=== SOURCE EXTRACT ===

EP by English Teacher
- Released: 22 April 2022
- Genre: Art punk
- Length: 16:24
- Label: Nice Swan
- Producer: Theo Verney

English Teacher chronology
|  | Polyawkward (2022) | This Could Be Texas (2024) |

= Polyawkward =

Polyawkward is the debut EP by the English group English Teacher, released on 22 April 2022 through Nice Swan Recordings. It received positive reviews from critics.

==Critical reception==

Ims Taylor of DIY called it "ethereal, exploratory, and unexpected", calling it "a bitesize promise of exciting things to come". Taylor also found that "moody guitar meanderings and offbeat vocal musings are English Teacher's weapons of choice". The Line of Best Fits Kieran Macadie summarised it as "a solid body of work from a fresh young band that intend to make their mark on music – filled with absurdist humour, orbiting guitar riffs and punchy melody".

=== PROVIDED DATA ===
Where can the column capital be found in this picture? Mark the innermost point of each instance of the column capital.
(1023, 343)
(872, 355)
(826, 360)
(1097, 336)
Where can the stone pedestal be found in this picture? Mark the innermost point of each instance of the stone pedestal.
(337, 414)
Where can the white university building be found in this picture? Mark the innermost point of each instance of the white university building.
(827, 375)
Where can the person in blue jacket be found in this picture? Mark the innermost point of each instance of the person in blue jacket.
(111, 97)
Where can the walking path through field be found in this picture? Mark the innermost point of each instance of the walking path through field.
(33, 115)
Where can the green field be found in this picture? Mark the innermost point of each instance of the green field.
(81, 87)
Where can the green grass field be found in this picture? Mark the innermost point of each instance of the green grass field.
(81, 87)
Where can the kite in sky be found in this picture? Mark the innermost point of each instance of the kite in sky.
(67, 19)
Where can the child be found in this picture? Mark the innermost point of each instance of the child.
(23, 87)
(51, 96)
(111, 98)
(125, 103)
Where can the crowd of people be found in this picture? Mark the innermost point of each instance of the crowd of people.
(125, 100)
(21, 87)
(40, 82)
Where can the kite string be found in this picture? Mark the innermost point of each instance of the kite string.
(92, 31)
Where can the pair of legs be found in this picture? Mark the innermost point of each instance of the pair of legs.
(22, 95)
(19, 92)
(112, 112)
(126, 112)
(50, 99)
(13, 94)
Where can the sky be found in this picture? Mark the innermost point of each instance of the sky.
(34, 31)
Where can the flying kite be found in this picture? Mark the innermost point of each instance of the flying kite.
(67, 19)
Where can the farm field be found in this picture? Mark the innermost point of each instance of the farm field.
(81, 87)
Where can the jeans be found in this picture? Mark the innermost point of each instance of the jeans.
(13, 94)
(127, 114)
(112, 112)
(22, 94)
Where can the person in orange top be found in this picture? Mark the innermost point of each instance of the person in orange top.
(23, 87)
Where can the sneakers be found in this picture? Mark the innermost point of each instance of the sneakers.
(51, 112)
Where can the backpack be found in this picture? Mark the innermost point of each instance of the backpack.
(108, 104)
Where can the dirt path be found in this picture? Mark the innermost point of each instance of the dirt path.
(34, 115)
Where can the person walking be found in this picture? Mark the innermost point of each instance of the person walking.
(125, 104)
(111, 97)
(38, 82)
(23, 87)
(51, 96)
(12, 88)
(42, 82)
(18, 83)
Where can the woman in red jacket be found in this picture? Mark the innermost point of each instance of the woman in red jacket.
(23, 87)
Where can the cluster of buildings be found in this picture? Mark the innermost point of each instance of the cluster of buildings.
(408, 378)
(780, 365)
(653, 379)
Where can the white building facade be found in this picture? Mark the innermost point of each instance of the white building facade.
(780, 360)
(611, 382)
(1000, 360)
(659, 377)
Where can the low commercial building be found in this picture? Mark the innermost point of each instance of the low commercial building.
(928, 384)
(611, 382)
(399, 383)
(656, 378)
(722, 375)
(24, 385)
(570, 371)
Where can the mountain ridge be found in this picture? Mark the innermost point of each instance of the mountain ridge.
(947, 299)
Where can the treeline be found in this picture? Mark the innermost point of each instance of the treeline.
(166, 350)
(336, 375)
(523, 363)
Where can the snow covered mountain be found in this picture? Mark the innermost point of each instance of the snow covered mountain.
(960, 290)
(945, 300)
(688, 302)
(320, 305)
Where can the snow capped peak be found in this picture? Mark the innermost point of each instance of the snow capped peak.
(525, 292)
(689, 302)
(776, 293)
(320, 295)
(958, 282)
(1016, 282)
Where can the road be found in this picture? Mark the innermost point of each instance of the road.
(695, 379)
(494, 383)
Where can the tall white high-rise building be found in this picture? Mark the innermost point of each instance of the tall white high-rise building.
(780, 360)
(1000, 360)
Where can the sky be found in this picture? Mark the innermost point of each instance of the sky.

=== WORK TO DO ===
Reproduce word for word the passage of the Polyawkward article above, starting at "EP by English" and ending at "reviews from critics.".

=== FINISHED TASK ===
EP by English Teacher
- Released: 22 April 2022
- Genre: Art punk
- Length: 16:24
- Label: Nice Swan
- Producer: Theo Verney

English Teacher chronology
|  | Polyawkward (2022) | This Could Be Texas (2024) |

= Polyawkward =

Polyawkward is the debut EP by the English group English Teacher, released on 22 April 2022 through Nice Swan Recordings. It received positive reviews from critics.